Work to be completed:
Starting at the line that has "the man wearing" and stopping after the line that has "the tv antenna", reproduce the listing below exactly; omit everything else.

Input records:
- - -
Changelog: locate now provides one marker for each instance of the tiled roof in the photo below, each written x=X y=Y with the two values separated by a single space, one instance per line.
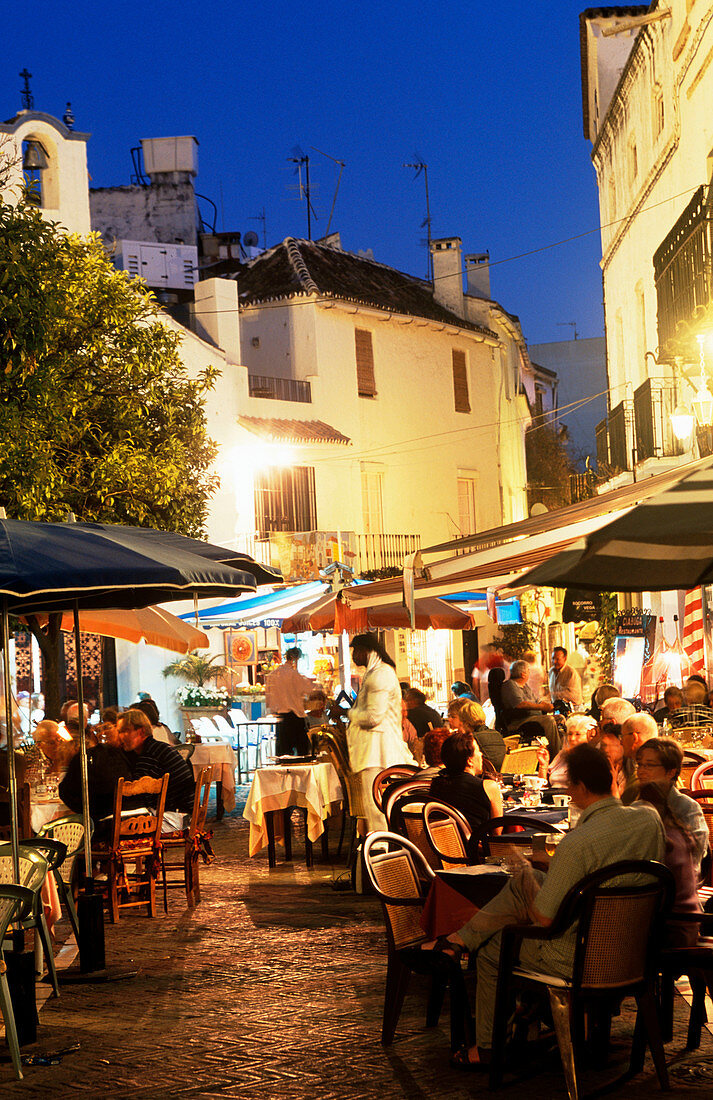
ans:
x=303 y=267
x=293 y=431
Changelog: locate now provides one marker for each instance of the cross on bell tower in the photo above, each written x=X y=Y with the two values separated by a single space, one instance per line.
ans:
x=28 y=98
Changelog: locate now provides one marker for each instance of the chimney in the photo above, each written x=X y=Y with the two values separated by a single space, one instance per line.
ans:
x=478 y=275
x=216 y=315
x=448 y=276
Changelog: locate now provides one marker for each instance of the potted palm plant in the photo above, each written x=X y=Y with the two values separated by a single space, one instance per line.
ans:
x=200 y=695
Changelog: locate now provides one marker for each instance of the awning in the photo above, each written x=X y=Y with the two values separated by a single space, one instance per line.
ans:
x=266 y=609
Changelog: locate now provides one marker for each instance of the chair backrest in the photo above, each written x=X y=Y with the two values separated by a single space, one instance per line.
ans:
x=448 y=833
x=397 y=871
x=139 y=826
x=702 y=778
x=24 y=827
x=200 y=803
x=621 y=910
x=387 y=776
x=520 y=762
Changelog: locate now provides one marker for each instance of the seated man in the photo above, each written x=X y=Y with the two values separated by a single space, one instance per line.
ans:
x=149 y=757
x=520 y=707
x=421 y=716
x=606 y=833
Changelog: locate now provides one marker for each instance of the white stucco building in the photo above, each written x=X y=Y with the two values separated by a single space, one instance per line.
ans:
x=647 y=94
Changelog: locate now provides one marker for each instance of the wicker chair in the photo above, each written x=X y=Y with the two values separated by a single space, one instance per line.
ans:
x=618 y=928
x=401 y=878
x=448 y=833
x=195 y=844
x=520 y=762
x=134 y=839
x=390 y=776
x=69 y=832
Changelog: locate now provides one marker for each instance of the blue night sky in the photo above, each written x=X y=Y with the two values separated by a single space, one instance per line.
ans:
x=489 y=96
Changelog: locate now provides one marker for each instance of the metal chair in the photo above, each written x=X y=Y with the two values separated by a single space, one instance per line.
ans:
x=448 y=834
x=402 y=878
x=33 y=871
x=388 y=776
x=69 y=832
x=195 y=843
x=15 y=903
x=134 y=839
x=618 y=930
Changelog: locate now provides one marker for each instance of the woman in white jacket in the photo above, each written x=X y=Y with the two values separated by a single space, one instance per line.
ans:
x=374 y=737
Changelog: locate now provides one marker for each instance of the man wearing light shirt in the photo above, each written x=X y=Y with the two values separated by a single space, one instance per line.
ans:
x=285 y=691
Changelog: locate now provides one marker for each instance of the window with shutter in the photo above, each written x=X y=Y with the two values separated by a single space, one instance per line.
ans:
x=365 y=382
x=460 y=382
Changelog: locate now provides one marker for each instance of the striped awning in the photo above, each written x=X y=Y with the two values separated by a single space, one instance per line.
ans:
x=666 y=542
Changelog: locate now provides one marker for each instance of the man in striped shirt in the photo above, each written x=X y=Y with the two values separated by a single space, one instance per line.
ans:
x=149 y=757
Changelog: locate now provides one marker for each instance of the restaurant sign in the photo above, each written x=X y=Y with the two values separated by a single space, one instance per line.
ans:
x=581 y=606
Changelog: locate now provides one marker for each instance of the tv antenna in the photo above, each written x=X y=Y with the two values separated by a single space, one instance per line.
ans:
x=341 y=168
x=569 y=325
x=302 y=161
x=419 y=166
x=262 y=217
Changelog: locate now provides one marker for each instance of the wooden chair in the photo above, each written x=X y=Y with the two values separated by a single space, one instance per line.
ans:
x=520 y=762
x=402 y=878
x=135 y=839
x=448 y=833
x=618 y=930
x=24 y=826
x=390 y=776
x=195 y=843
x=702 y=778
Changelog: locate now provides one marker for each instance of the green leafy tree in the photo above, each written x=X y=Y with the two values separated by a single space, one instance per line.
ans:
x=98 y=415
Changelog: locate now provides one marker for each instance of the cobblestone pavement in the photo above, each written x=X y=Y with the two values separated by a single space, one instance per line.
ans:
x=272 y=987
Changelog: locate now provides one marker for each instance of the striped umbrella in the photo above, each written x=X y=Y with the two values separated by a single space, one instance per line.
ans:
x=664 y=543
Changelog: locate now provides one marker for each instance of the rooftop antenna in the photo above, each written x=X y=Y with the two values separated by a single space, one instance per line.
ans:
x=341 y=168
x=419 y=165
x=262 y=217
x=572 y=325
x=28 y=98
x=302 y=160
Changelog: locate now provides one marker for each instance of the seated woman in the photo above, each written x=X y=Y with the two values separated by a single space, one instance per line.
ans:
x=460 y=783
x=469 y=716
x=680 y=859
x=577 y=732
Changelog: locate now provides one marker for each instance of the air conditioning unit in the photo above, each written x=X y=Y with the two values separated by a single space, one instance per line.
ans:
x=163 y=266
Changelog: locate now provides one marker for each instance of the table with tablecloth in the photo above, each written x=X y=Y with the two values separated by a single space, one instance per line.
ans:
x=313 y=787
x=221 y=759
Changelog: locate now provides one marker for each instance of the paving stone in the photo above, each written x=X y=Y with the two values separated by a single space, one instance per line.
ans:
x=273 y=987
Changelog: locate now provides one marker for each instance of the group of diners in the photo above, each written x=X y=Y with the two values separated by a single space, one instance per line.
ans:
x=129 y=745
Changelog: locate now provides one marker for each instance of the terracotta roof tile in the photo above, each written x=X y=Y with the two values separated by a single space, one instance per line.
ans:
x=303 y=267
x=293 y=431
- - -
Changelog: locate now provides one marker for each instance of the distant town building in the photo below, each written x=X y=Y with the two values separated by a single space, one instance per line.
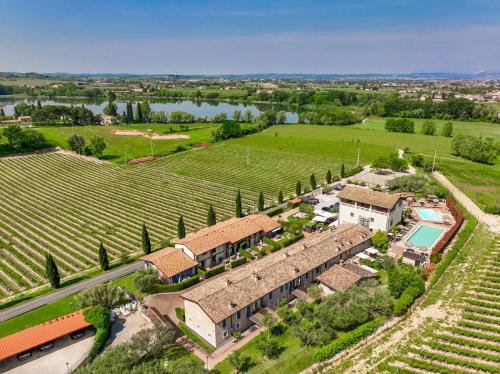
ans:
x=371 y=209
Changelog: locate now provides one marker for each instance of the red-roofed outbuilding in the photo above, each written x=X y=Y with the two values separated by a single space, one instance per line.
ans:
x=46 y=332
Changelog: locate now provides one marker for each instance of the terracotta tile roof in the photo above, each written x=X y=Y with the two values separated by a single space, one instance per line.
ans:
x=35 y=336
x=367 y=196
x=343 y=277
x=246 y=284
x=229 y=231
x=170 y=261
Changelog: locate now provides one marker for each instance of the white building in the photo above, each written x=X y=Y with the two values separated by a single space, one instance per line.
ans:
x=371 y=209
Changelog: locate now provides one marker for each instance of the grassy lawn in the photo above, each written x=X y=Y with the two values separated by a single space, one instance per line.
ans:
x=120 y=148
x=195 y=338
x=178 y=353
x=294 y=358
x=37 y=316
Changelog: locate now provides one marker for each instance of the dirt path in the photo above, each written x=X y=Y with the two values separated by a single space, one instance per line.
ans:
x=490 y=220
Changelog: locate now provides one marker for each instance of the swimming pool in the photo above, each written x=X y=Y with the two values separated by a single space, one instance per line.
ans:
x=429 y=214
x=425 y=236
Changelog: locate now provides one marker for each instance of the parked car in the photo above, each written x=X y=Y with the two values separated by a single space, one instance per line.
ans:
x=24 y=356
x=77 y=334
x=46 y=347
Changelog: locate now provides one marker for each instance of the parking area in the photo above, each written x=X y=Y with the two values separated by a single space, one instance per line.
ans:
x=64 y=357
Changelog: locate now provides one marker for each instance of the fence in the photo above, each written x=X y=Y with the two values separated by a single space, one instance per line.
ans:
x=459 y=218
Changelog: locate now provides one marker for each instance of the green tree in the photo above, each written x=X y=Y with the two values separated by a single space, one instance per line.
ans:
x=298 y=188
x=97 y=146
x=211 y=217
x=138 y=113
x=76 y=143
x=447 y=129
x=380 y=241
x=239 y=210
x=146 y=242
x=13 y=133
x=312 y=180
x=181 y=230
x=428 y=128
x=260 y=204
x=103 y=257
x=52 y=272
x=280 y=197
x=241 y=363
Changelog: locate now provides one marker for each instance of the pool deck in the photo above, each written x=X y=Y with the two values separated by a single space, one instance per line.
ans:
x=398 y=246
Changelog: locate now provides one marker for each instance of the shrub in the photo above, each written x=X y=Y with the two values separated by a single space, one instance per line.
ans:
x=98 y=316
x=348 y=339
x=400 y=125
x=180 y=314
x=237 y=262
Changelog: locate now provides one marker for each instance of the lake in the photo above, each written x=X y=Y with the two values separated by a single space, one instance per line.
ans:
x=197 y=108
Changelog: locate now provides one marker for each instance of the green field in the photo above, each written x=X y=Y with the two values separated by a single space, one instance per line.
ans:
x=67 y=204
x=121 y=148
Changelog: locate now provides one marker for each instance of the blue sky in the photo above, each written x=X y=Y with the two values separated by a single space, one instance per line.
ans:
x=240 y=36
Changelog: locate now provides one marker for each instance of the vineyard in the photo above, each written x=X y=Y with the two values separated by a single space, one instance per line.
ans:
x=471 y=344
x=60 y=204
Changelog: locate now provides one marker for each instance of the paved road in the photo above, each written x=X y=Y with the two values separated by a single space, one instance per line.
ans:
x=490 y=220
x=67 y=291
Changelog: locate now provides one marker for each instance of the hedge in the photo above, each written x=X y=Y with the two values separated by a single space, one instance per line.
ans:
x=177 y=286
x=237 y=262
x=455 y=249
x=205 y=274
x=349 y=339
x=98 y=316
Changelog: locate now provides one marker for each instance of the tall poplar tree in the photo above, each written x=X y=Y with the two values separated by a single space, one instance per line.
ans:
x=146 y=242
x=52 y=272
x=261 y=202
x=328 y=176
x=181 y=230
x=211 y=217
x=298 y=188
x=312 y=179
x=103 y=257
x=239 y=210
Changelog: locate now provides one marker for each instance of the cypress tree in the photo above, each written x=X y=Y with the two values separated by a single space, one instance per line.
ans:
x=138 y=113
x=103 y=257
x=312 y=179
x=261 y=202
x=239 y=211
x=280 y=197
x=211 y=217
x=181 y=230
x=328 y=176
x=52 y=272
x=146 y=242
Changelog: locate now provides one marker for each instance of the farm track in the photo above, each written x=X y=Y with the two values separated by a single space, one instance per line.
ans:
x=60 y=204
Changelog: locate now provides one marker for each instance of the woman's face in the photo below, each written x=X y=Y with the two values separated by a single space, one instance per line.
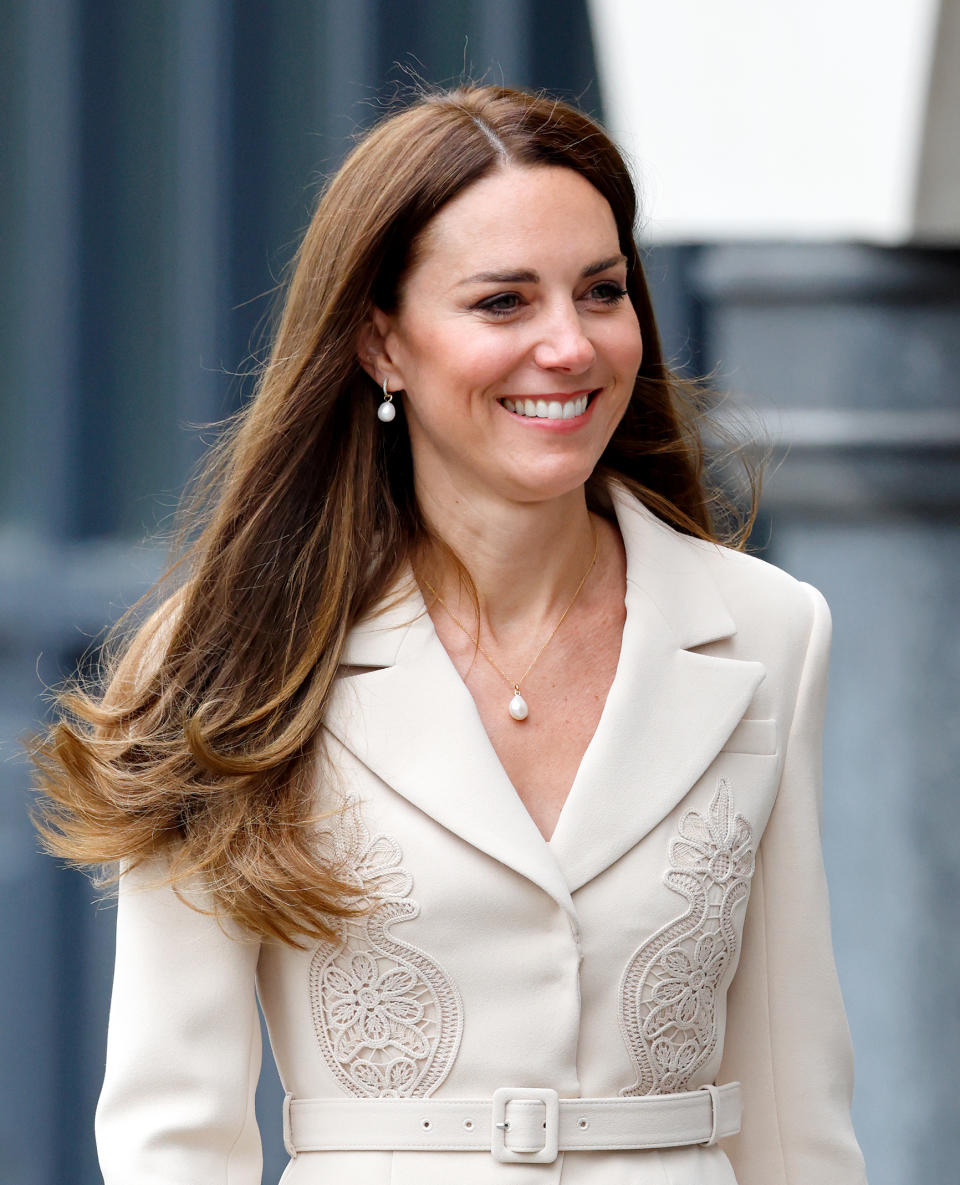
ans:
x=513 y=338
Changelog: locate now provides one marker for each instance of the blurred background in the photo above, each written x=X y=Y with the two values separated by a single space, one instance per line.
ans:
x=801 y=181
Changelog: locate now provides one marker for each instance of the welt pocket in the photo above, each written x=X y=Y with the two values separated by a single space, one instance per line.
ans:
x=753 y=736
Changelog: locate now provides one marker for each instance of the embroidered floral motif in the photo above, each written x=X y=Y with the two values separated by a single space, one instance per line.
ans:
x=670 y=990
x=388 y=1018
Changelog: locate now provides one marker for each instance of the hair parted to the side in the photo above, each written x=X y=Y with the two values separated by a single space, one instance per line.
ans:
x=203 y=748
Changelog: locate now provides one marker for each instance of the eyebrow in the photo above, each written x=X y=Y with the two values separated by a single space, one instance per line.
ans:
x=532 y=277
- - -
Answer:
Changelog: locate now provides one marker for each instance of the man wearing light shirt in the photo above, each written x=X y=Y with the two values separated by a single space, one instance per line.
ans:
x=285 y=691
Changelog: locate now provides one marker for each instance of the window with shutter in the photo above, each written x=X y=Y with the two values separated by a single space, one instance per line.
ans:
x=365 y=382
x=460 y=382
Changelog: locate now provides one marker for each instance of the striped awning in the photo above, each written x=X y=Y with the two values separated by a single space, one instance per line.
ans:
x=666 y=542
Changelog: locate now provides one marker for each instance of the man in striped shirt in the photo above, each written x=X y=Y with the two values separated by a single space, one instance per line.
ans:
x=149 y=757
Changelog: locate now provides one marker for each instance of the restaurant sign in the photo above, each written x=X y=Y with the two values separated by a single space, one instance per line.
ans:
x=581 y=606
Changelog: locate now provides one marker for each instance of the tv antenna in the photo above, each written x=X y=Y with the two values separated by a single space, one instance per line.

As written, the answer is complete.